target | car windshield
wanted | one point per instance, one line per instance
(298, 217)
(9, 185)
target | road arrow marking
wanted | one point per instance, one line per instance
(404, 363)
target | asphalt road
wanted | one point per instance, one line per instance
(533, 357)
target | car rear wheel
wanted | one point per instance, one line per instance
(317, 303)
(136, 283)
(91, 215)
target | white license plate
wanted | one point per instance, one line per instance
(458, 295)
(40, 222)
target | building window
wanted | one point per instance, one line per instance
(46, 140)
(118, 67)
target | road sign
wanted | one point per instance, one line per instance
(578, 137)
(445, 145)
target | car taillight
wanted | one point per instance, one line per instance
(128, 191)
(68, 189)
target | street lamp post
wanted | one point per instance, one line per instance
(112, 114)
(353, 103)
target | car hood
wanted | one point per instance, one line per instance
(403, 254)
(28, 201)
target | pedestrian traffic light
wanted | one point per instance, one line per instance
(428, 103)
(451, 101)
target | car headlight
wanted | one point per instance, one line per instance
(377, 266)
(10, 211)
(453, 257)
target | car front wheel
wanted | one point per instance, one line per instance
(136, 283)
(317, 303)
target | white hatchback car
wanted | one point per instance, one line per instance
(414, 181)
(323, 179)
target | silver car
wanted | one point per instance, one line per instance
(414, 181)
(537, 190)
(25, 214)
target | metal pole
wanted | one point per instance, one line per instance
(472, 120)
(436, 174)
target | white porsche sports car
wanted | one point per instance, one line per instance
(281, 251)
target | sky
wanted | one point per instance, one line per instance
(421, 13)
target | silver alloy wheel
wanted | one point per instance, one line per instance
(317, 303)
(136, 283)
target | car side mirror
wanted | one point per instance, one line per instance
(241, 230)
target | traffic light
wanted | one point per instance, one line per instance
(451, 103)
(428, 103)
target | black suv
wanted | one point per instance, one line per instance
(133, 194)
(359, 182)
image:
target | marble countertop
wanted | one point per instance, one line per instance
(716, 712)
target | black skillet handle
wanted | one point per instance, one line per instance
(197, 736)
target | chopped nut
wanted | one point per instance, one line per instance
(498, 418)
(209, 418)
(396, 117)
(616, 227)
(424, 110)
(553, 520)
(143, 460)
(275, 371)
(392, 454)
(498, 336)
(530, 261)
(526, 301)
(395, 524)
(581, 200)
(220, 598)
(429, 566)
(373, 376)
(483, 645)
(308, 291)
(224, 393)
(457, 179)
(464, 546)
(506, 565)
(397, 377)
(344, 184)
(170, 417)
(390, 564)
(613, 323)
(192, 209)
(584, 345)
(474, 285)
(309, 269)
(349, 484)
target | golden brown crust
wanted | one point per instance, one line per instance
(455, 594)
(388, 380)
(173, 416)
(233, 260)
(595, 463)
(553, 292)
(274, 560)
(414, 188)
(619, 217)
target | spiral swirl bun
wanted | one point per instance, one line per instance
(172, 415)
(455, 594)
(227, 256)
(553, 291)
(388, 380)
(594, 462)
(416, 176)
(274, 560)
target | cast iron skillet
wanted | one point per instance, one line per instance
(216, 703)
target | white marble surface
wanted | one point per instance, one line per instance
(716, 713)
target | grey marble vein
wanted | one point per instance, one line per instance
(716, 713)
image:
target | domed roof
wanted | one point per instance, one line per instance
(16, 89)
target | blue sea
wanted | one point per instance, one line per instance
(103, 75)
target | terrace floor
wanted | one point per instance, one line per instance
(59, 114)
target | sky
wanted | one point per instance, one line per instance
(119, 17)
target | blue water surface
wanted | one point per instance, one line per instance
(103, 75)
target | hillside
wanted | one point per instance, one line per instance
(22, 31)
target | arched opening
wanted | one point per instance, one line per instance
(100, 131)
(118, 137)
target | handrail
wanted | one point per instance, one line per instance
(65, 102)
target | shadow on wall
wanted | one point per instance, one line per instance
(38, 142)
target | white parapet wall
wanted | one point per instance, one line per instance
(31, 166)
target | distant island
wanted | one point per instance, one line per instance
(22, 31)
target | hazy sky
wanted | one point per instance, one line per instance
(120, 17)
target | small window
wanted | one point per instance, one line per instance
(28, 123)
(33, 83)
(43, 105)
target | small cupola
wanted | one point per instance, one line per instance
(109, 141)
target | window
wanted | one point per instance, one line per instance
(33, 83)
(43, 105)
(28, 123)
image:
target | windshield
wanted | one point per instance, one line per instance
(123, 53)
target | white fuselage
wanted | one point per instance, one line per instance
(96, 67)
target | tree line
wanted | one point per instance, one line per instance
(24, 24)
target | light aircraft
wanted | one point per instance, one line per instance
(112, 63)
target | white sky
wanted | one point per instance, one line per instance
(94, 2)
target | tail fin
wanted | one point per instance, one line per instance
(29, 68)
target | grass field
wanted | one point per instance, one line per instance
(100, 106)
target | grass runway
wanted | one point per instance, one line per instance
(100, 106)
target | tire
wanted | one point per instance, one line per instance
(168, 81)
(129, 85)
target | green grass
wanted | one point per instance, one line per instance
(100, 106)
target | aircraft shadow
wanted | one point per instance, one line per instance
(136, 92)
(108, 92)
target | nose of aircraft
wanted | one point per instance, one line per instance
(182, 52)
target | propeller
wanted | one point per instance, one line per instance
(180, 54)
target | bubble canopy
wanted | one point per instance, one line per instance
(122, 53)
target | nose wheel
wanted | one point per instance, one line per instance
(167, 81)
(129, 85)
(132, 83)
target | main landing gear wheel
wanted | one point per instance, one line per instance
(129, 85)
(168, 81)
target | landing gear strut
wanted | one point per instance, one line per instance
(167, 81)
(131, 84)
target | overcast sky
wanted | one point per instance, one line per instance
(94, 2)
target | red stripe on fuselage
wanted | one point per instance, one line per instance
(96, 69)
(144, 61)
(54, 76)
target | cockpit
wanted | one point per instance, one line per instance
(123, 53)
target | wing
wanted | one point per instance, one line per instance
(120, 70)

_ _ _ _ _

> _To be done_:
Set down every line of the listing above again, exactly as given.

> _Full solution_:
target | car windshield
wanted | one point per instance, one line per instance
(298, 217)
(9, 185)
target | road arrow marking
wanted | one point per instance, one line per instance
(404, 363)
target | asphalt road
wanted | one point per instance, one line per instance
(533, 357)
target | car rear wheel
wanted | one point per instance, one line per instance
(317, 303)
(136, 283)
(91, 215)
target | white license plate
wanted | one point per instance, one line per instance
(458, 295)
(40, 222)
target | building window
wanted | one point per instance, one line per instance
(46, 140)
(118, 67)
target | road sign
wanted | one point per instance, one line per instance
(578, 137)
(445, 145)
target | car taillight
wanted | one point per instance, one line per instance
(128, 191)
(68, 189)
target | street lamp post
wanted | one point per instance, one line per instance
(112, 114)
(353, 103)
target | car hood
wanted | one point per instance, one line per instance
(403, 254)
(28, 201)
target | pedestrian traffic light
wanted | one point per instance, one line per instance
(428, 103)
(451, 101)
target | car headlight
wanted | one point per instance, one line per instance
(377, 266)
(10, 211)
(453, 257)
target | car front wheel
wanted | one point per instance, one line per instance
(136, 283)
(317, 303)
target | white hatchback car
wanted | one point per instance, one line per instance
(414, 181)
(323, 179)
target | silver car
wanted | one point per instance, one line per instance
(414, 181)
(537, 190)
(25, 214)
target | metal pole
wanted | one point per instance, one line per instance
(472, 120)
(436, 174)
target | white porsche sports car
wanted | one point per instance, one line per instance
(281, 251)
target | sky
wanted | one point per instance, one line per instance
(421, 13)
target | silver alloy wheel
wanted | one point per instance, one line per instance
(317, 303)
(136, 283)
target | car side mirror
wanted | one point per instance, one line per instance
(241, 230)
target | traffic light
wanted | one point per instance, one line per instance
(451, 103)
(428, 103)
target | black suv
wanted | one point per instance, one line per instance
(133, 194)
(359, 182)
image:
target | marble countertop
wanted | one point per instance, one line per instance
(716, 712)
target | black skillet handle
wanted | one point per instance, one line per instance
(197, 736)
target | chopped nut
wanted | one point per instance, one line per instance
(498, 418)
(209, 418)
(396, 117)
(616, 227)
(424, 110)
(553, 520)
(143, 460)
(275, 371)
(392, 454)
(498, 336)
(530, 261)
(526, 301)
(395, 524)
(581, 200)
(220, 598)
(429, 566)
(373, 376)
(483, 645)
(308, 291)
(224, 393)
(457, 179)
(464, 546)
(506, 565)
(397, 377)
(344, 184)
(170, 417)
(390, 564)
(613, 323)
(192, 209)
(584, 345)
(474, 285)
(309, 269)
(349, 484)
target | golden brown crust
wanted | one point per instance, one line per instance
(455, 594)
(388, 380)
(173, 416)
(233, 260)
(595, 463)
(553, 292)
(274, 560)
(414, 188)
(619, 217)
target | spiral swirl bun
wanted | one point per instance, one line per instance
(172, 415)
(455, 594)
(227, 256)
(553, 291)
(388, 380)
(594, 462)
(416, 176)
(274, 560)
target | cast iron skillet
wanted | one point per instance, one line per instance
(216, 703)
target | white marble surface
wanted | one point per instance, one line per instance
(716, 713)
target | grey marble vein
wanted | one point per instance, one line per instance
(716, 713)
image:
target | domed roof
wanted | one point per instance, one line per instance
(16, 89)
target | blue sea
wanted | one point per instance, one line per instance
(103, 75)
target | terrace floor
wanted | one point per instance, one line per instance
(59, 114)
target | sky
wanted | one point per instance, one line per instance
(119, 17)
target | blue water surface
wanted | one point per instance, one line per instance
(103, 75)
target | hillside
wanted | one point per instance, one line per instance
(22, 31)
target | arched opening
wanted | one point per instance, one line per instance
(100, 131)
(118, 137)
target | handrail
wanted | one point per instance, one line per instance
(65, 102)
target | shadow on wall
wanted | one point per instance, one line per instance
(38, 142)
target | white parapet wall
wanted | one point per instance, one line per instance
(31, 166)
target | distant island
wanted | one point per instance, one line per instance
(22, 31)
target | hazy sky
wanted | one point per instance, one line per instance
(120, 17)
target | small window
wanted | one point per instance, one line per instance
(28, 123)
(33, 83)
(43, 105)
target | small cupola
wanted | one point per instance, one line per instance
(109, 141)
target | window
wanted | one point per instance, one line per instance
(33, 83)
(43, 105)
(28, 123)
image:
target | windshield
wanted | one point per instance, one line per instance
(123, 53)
target | white fuselage
wanted | one point per instance, one line per instance
(96, 67)
target | tree line
wanted | one point per instance, one line per instance
(24, 24)
target | light aircraft
wanted | one point per instance, one line per instance
(112, 63)
target | white sky
wanted | one point per instance, one line per instance
(94, 2)
target | tail fin
wanted | one point per instance, one line per instance
(29, 68)
target | grass field
wanted | one point per instance, one line per instance
(100, 106)
target | grass runway
wanted | one point per instance, one line per instance
(100, 106)
target | tire
wanted | one point per instance, one line per instance
(168, 81)
(129, 85)
target | green grass
wanted | one point per instance, one line per instance
(100, 106)
target | aircraft shadow
wanted | one point per instance, one line per instance
(136, 92)
(108, 92)
target | nose of aircraft
wanted | one point per instance, one line per instance
(182, 52)
target | propeller
wanted | one point per instance, one line per instance
(180, 54)
target | bubble canopy
wanted | one point per instance, one line per instance
(122, 53)
target | nose wheel
wanted | one point per instance, one line per instance
(167, 81)
(129, 85)
(132, 83)
target | main landing gear wheel
wanted | one point per instance, one line per instance
(129, 85)
(168, 81)
target | landing gear strut
wanted | one point per instance, one line per instance
(167, 81)
(131, 84)
target | overcast sky
wanted | one point per instance, one line per instance
(94, 2)
target | red stripe on fuselage
wanted | one point per instance, one line per instance
(96, 69)
(144, 61)
(54, 76)
target | cockpit
wanted | one point per instance, one line per instance
(123, 53)
target | wing
wanted | one point per instance, one line per instance
(120, 70)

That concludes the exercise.